Wilson über den Sinn des Lebens

„Es wäre das Beste, die Religionen auszulöschen“, meint E. O. Wilson, Pionier der Soziobiologie, im Anreißer eines Interviews zu seinem neuen Buch (New Scientist magazine, vom 24.01.15, 28-29). Der martialisch anmutende Rat wird allerdings durch den Nachsatz, dass „die spirituelle Sehnsucht des Menschen“ von der Ausrottung auszunehmen sei, relativiert. 

Was Wilson damit meint, wird in dem Interview anlässlich seines neuesten Buches, „The Meaning of Human Existence“, deutlicher. Das Buch ist der zweite Teil einer Trilogie, welche die drei Hauptfragen von Religion und Philosophie beantworten will: Woher kommen wir, wer sind wir und wohin gehen wir?
Die erste Frage sei so gut wie beantwortet (evolutiv natürlich); davon handelte Wilsons The Social Conquest of Earth. Das aktuelle Buch nun sei der Antwort auf die zweite Frage dicht auf den Fersen. Wir müssten beide Antworten kennen, um vernünftig planen zu können, wohin wir künftig gehen werden.
Ein solcher Plan fehle uns, und unsere bisherigen Zukunftsaussichten liefen auf die Zerstörung der Erde hinaus, was in Wilsons drittem Buch thematisch werden wird (The End of the Anthropocene). Wilson warnt davor, dass die achtlose Dezimierung der Artenvielfalt unserer komplexen Biosphäre einem Selbstmordkommando gleichkomme.

========================

**ZU ERLEDIGEN**
- a) Gib aus dem Artikel über E. O. Wilson den Abschnitt zwischen „Wilson über den“ und „wohin gehen wir?“ einschließlich wörtlich aus.
- b) Nimm den Artikel über E. O. Wilson an seinem Ende wieder auf und schreibe ihn weiter.

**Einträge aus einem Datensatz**

========================

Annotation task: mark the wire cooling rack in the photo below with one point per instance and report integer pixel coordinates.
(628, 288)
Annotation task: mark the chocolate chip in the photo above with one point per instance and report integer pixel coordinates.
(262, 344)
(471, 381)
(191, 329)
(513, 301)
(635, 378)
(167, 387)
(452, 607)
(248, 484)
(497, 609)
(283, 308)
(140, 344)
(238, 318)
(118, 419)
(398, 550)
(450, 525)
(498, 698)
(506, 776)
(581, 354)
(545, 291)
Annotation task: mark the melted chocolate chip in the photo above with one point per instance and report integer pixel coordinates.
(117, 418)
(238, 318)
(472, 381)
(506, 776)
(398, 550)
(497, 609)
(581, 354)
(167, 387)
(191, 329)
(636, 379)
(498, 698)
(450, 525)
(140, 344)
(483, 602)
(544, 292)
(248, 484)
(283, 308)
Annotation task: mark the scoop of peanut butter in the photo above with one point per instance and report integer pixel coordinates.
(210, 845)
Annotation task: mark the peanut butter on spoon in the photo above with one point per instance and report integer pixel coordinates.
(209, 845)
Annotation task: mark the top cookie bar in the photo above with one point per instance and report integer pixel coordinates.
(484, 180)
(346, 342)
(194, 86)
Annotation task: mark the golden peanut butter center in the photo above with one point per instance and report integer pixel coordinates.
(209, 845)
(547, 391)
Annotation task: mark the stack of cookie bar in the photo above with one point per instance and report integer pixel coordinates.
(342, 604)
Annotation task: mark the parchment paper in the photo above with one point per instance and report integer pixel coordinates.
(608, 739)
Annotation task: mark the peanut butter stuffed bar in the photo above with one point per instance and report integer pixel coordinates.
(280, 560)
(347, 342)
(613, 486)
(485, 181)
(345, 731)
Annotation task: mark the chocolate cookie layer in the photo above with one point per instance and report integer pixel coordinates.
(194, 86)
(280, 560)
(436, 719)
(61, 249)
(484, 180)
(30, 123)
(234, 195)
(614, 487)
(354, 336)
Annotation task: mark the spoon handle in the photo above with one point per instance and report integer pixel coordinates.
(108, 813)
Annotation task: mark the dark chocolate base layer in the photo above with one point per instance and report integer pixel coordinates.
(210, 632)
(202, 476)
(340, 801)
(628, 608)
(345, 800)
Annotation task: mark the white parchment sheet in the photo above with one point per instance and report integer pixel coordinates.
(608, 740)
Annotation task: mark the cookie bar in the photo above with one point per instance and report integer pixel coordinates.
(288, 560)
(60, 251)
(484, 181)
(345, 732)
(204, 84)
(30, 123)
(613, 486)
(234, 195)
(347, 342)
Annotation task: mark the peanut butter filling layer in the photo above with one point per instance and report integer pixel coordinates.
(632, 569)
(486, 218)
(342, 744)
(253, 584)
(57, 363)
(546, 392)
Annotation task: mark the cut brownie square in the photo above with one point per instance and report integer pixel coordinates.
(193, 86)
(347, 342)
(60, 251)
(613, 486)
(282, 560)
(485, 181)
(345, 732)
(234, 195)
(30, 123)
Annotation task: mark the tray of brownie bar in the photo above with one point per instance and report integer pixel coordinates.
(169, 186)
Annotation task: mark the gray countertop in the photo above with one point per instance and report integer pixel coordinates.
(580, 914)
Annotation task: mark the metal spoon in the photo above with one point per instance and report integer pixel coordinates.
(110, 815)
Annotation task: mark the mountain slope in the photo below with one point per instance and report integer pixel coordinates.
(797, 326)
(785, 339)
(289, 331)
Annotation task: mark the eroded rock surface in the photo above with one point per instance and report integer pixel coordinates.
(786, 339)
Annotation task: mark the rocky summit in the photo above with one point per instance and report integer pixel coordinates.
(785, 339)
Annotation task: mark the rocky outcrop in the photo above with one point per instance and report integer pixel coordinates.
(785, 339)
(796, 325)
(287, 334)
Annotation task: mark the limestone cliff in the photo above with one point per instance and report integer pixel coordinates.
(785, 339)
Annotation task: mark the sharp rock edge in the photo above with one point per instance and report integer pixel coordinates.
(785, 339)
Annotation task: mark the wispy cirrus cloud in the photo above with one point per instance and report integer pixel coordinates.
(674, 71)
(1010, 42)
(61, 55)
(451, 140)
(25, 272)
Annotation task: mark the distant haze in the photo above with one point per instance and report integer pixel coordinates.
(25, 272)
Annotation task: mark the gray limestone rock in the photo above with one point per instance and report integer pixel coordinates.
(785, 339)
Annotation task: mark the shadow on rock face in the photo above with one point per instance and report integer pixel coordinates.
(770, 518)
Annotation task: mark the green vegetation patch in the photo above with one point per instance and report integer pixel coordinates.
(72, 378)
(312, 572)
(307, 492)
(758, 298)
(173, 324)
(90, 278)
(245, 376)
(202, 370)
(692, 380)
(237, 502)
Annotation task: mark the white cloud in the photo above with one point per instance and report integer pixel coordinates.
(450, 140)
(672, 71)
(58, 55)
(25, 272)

========================

**ANTWORTEN**
- a)
Wilson über den Sinn des Lebens

„Es wäre das Beste, die Religionen auszulöschen“, meint E. O. Wilson, Pionier der Soziobiologie, im Anreißer eines Interviews zu seinem neuen Buch (New Scientist magazine, vom 24.01.15, 28-29). Der martialisch anmutende Rat wird allerdings durch den Nachsatz, dass „die spirituelle Sehnsucht des Menschen“ von der Ausrottung auszunehmen sei, relativiert. 

Was Wilson damit meint, wird in dem Interview anlässlich seines neuesten Buches, „The Meaning of Human Existence“, deutlicher. Das Buch ist der zweite Teil einer Trilogie, welche die drei Hauptfragen von Religion und Philosophie beantworten will: Woher kommen wir, wer sind wir und wohin gehen wir?

- b)
Dass wir diese globale Bedrohung allen wissenschaftlichen Warnungen zum Trotz ignorieren, sieht Wilson gut soziobiologisch darin begründet, dass wir einem Denken in Stammesstrukturen verhaftet sind. An eben dieses Stammesdenken würden sämtliche Ideologien und Religionen auch ihre Antworten auf die drei Zentralfragen binden, die nur vom je eigenen Stamm, aber nicht von den anderen akzeptiert würden. „Jeder Stamm, egal wie großzügig, freundlich, liebevoll und barmherzig er sein mag, schaut nichtsdestoweniger auf alle anderen von oben herab. Was uns runterzieht ist religiöser Glaube“. Wilson sieht dabei sehr wohl, dass die Menschen als Individuen und als Gattung einen starken religiösen, spirituellen Impuls teilen, der die Menschheit vereine. Aber: „Diese transzendente Suche ist von den Stammesreligionen gekapert worden“. Darum also rät Wilson, „dass es zum Wohle des menschlichen Fortschritts wohl das Beste wäre, religiösen Glauben bis zu seiner Auslöschung zu dezimieren, nicht aber die natürlichen Sehnsüchte unserer Spezies oder das Stellen dieser großen Fragen zu eliminieren“.

 

Die Frage stellt sich jedoch, wie (wünschenswert und) aussichtsreich ein solches Wilsonsches Eliminationsprojekt ist. Als „natürliche Sehnsucht“ wird das „große Fragen“ nicht innerlich bleiben, sondern die Kommunikation suchen und sich Kommunikationsgemeinschaften, sprich: Religionen, schaffen. Wäre es nicht ein wünschenswertes Ziel, Religionen nicht abzuschaffen, sondern von fundamentalistischer (Stammes-)Konkurrenz zu globalem Dialog zu bewegen?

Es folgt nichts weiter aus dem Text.